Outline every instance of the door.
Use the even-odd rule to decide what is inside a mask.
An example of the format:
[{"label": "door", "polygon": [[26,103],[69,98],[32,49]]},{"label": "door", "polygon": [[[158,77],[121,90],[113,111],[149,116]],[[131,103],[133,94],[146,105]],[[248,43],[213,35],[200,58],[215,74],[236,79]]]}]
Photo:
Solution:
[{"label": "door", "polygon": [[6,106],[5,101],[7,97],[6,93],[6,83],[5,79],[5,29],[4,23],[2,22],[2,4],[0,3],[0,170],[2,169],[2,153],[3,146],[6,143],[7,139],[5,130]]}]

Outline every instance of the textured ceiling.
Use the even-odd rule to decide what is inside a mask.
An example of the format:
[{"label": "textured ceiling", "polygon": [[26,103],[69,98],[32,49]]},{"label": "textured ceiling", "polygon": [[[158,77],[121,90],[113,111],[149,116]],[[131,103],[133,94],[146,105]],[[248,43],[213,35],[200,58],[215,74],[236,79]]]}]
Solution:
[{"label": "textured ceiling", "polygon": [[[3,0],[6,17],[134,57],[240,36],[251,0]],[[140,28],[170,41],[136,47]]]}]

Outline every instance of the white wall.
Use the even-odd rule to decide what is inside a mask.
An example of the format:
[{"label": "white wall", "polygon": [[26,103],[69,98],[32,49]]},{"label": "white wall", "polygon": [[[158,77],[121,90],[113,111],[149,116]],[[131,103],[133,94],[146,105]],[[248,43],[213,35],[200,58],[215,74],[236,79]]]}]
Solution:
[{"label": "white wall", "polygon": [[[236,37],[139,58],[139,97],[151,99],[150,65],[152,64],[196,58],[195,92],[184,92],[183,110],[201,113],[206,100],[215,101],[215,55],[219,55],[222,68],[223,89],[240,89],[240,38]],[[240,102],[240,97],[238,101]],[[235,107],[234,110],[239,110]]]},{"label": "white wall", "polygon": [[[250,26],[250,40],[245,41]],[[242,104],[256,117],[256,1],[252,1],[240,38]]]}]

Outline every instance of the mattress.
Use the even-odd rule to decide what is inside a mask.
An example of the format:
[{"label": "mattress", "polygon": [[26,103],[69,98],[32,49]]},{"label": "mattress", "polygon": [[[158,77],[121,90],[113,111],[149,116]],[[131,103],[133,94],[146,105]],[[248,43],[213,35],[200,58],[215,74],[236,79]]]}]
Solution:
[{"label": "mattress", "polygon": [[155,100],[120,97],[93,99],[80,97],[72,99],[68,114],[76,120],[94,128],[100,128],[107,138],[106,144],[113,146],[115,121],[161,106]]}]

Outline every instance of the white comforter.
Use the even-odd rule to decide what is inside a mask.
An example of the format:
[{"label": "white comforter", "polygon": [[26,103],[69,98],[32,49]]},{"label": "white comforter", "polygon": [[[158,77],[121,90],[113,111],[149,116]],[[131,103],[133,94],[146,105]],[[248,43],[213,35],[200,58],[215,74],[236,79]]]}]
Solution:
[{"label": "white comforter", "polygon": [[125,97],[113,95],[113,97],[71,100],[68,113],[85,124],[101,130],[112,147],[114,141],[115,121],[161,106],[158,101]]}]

--

== TO BE DONE ==
Work out how many lines of the listing above contain the string "white", counting a match only when the case is the same, and reply with that number alone.

== ANSWER FOR THIS EXERCISE ==
6